##### Materials provided #####
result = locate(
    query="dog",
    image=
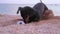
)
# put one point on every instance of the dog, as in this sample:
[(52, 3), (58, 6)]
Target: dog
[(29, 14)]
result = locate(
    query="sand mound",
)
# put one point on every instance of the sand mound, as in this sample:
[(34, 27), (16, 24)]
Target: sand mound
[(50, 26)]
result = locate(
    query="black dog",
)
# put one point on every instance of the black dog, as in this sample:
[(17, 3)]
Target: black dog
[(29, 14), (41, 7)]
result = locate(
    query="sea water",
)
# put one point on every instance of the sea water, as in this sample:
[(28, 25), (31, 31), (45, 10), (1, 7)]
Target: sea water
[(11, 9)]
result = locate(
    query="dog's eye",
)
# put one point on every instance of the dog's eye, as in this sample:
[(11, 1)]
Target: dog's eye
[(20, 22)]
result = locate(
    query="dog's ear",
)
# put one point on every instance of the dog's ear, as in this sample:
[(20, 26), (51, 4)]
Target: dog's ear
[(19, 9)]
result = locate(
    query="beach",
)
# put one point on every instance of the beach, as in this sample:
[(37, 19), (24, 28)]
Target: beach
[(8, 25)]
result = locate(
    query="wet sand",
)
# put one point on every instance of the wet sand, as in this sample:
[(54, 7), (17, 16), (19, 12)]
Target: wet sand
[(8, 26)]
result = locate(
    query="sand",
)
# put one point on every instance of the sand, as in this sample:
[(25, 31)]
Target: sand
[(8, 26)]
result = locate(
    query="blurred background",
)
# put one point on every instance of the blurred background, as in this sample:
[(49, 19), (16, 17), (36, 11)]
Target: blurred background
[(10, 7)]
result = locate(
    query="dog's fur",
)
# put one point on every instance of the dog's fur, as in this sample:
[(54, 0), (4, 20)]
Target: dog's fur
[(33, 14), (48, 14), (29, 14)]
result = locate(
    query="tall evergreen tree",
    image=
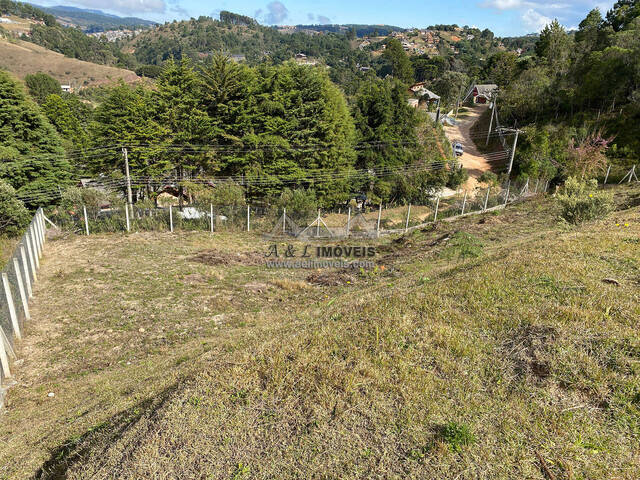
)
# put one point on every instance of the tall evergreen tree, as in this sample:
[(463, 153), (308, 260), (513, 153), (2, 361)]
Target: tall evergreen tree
#####
Write out the entries above word for word. Do not include the pictures.

result = locate(
    query="dog",
    image=
)
# put one point on every instance of the dog, as in this sample:
[(52, 3), (58, 6)]
Target: dog
[(29, 14)]
result = locate(
    query="sand mound",
)
# put one point on every instance of the sand mound, as in this sample:
[(34, 27), (16, 24)]
Target: sand mound
[(50, 26)]
result = locate(
    query="black dog",
)
# put one point on every instance of the black dog, as in this sample:
[(17, 3)]
Target: black dog
[(29, 14), (41, 7)]
result = locate(
    query="sea water",
)
# put one point on every instance of the sea water, as in this sample:
[(28, 25), (31, 31), (45, 10), (1, 7)]
Target: sea water
[(11, 9)]
result = locate(
    query="dog's eye",
)
# put one point on every instance of the dog's eye, as in this sample:
[(11, 1)]
Target: dog's eye
[(20, 22)]
result = locate(
    query="dog's ear",
)
# put one point on every instance of the dog's ear, as in this sample:
[(20, 26), (51, 4)]
Target: dog's ear
[(19, 9)]
result = locate(
    query="beach",
)
# put one point on every instance of the beach, as in this sample:
[(37, 19), (24, 28)]
Target: beach
[(8, 25)]
result = locate(
    query="wet sand",
)
# put one point on every instance of the wet sand, as in this sample:
[(54, 7), (17, 16), (19, 12)]
Target: wet sand
[(8, 26)]
result = locate(
    query="sand",
)
# put one point on every instance of the sand, as in this sample:
[(25, 31)]
Target: sand
[(8, 26)]
result = locate(
    query="blurred background",
)
# put one point on every instance of the blurred background, as in this sample:
[(49, 19), (16, 17), (36, 11)]
Target: blurred background
[(10, 7)]
result = locate(
    query="dog's fur",
)
# put one point on every instance of the dog's fur, as in this sample:
[(54, 0), (4, 20)]
Target: dog's fur
[(33, 14), (48, 14), (29, 14)]
result = locate(
    query="tall evergreen tree",
    image=
)
# put one point on every instance of the tall evergreen tree, as in this sample:
[(463, 153), (308, 260), (513, 153), (2, 361)]
Target: tall evergreen tree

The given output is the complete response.